→ **WHAT IS REQUIRED**:
Skip the images. Copy the records exactly as written.

→ **LISTED RECORDS**:
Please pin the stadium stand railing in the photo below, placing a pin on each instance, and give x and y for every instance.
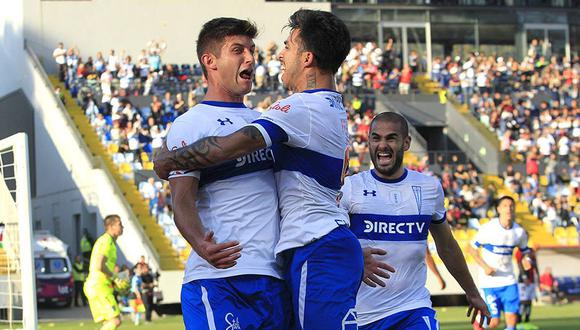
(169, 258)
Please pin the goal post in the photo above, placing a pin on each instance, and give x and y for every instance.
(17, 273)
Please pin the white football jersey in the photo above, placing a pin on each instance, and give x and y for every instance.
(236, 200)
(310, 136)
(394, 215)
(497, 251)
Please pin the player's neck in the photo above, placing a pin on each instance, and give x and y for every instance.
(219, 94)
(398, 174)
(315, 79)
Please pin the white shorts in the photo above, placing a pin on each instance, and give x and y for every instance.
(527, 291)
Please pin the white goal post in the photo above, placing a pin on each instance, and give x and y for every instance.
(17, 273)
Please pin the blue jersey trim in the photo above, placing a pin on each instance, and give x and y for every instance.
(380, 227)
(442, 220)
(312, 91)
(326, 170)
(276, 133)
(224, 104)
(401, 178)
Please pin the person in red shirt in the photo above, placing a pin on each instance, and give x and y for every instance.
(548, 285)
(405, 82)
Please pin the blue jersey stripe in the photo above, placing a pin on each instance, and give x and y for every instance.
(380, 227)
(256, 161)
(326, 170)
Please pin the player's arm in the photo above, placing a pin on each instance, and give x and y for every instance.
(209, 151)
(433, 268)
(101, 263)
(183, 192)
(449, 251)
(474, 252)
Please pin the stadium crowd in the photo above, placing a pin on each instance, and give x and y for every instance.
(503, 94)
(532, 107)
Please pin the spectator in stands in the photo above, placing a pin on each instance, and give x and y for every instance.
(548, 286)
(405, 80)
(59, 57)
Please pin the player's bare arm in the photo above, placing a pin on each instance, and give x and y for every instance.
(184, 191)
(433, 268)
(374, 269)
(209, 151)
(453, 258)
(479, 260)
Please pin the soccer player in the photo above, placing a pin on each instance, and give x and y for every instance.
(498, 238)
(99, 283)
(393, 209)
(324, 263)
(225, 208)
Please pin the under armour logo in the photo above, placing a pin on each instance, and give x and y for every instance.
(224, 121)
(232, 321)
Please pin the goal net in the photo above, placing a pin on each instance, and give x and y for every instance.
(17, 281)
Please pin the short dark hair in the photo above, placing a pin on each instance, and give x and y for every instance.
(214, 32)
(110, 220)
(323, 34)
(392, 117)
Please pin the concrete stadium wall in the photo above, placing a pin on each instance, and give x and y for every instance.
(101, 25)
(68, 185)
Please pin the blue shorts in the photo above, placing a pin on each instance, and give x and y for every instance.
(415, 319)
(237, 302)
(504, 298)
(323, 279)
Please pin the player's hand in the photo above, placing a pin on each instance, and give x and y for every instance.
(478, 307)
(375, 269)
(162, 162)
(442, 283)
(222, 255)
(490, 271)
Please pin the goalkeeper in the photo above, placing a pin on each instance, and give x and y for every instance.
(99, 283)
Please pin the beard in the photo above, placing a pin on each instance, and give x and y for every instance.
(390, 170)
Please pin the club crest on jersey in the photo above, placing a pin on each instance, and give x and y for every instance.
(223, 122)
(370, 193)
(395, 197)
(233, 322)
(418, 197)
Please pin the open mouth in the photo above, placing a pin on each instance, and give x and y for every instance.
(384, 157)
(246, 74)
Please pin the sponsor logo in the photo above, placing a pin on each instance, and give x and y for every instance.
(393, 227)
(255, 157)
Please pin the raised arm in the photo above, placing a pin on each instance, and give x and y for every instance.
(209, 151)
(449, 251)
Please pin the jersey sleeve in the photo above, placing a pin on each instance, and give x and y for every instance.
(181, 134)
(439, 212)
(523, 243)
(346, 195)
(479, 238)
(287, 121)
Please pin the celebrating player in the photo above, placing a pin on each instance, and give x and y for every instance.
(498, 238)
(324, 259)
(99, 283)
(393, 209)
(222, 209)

→ **WRITTEN REPLY**:
Please pin the stadium stand railing in the photo below, placing a pin on each instance, and give x and y for every instance.
(169, 258)
Please pin the goal post in the photo above, placing a pin on each instance, and give x and y for every instance.
(17, 273)
Please pin the white football jersey in the photo above, placing a pin on each instance, and give x and y for every instance.
(236, 200)
(310, 136)
(394, 215)
(497, 251)
Please pin the player's neck in the photo above, placing a pin on each instance, and give x and y for every instance.
(219, 94)
(398, 174)
(315, 79)
Please pin the white shorts in the photo above, placing a pin on each instance, and give x and y for every instance.
(527, 291)
Please pin the white goal post in the photo above, placing a pin on each instance, and give x and y for every instance.
(17, 273)
Please pin the blue jersey trim in the photo above, placing a pin on each instance, and give x and y for every instance.
(380, 227)
(442, 220)
(312, 91)
(326, 170)
(276, 133)
(224, 104)
(401, 178)
Please pin the person in red shirt in the photo above, placing a pin on each instance, and give x and y for every instance.
(548, 285)
(405, 82)
Please pin the blue jersey stripe in the photo above, placing a pin on each instance, and give x and y for every instance.
(380, 227)
(256, 161)
(326, 170)
Please pin the player's arm in the photo above, placing a pin on each instance, and give x and y for every instance.
(209, 151)
(433, 268)
(101, 263)
(183, 192)
(449, 251)
(474, 252)
Please pin the stadium crowd in the photo above, placing a pin on each instance, and give x and y for every instance.
(503, 94)
(532, 107)
Please pin the spectator in stands in the photo above, placing a pin on each instance, and give x and y for every instance.
(548, 286)
(405, 80)
(59, 57)
Please pin the player's bare arm in the photo above, placing a pin on each instance, and give x and y for every instance.
(184, 191)
(433, 268)
(374, 269)
(209, 151)
(453, 258)
(479, 260)
Please pin the soccer player in the photo above, placing a pin on each instance, and give x and y for every instance.
(498, 238)
(99, 283)
(393, 209)
(324, 263)
(225, 208)
Please pin the under armour logo in the photo above, placing a pin on each instance, and give x and y for every instance.
(224, 121)
(232, 321)
Please pin the goal net in the photo above, placing a pin on each instance, and give x and y for every instance.
(17, 281)
Please pin the short dark hair in the photo above, placing a pin on each instance, and give x and y for every instance.
(214, 32)
(110, 220)
(323, 34)
(392, 117)
Please pin the concrete stadium wall in the photo above, placing a pin on each instance, and give x and y for every instance.
(101, 25)
(68, 185)
Please pin the blue shorts in the photo above, placing a pin on each instance, and give x and y for every instance.
(415, 319)
(237, 302)
(504, 298)
(323, 279)
Please pin the player's hand in the photo above, placing a pin on each instance, and give x and y for every instance.
(478, 307)
(375, 269)
(162, 162)
(442, 283)
(222, 255)
(490, 271)
Please pin the goalkeeper in the photo above, placing a pin on each instance, and give x and y for every instance.
(99, 283)
Please pin the beard in the photo above, placing a pin on each instance, and give x and y for every instance.
(390, 170)
Please pin the club crest on jersey in the photo above, placing a pin on each instance, and give x and y for every instance.
(223, 122)
(370, 193)
(395, 197)
(233, 322)
(418, 197)
Please pin the open mouth in the photo above, placing a pin on each instance, and give x and y for every instance.
(384, 157)
(246, 74)
Please pin the sponsor logo in the photo above, placing a pin on each instance, and give x and y for every instance.
(393, 227)
(255, 157)
Please pin the raised arm in the photo above, placing a pin on each instance, and give x and y for every instance.
(209, 151)
(449, 251)
Please pin the jersey sleeve in the photo above, placing a pin on each instance, and give x and y for every instance.
(181, 134)
(439, 212)
(523, 243)
(346, 195)
(479, 238)
(287, 121)
Please pin the celebrating player in the photo above, placing a pin on each instance, and give x and y for every instance.
(498, 238)
(324, 259)
(99, 283)
(393, 209)
(222, 209)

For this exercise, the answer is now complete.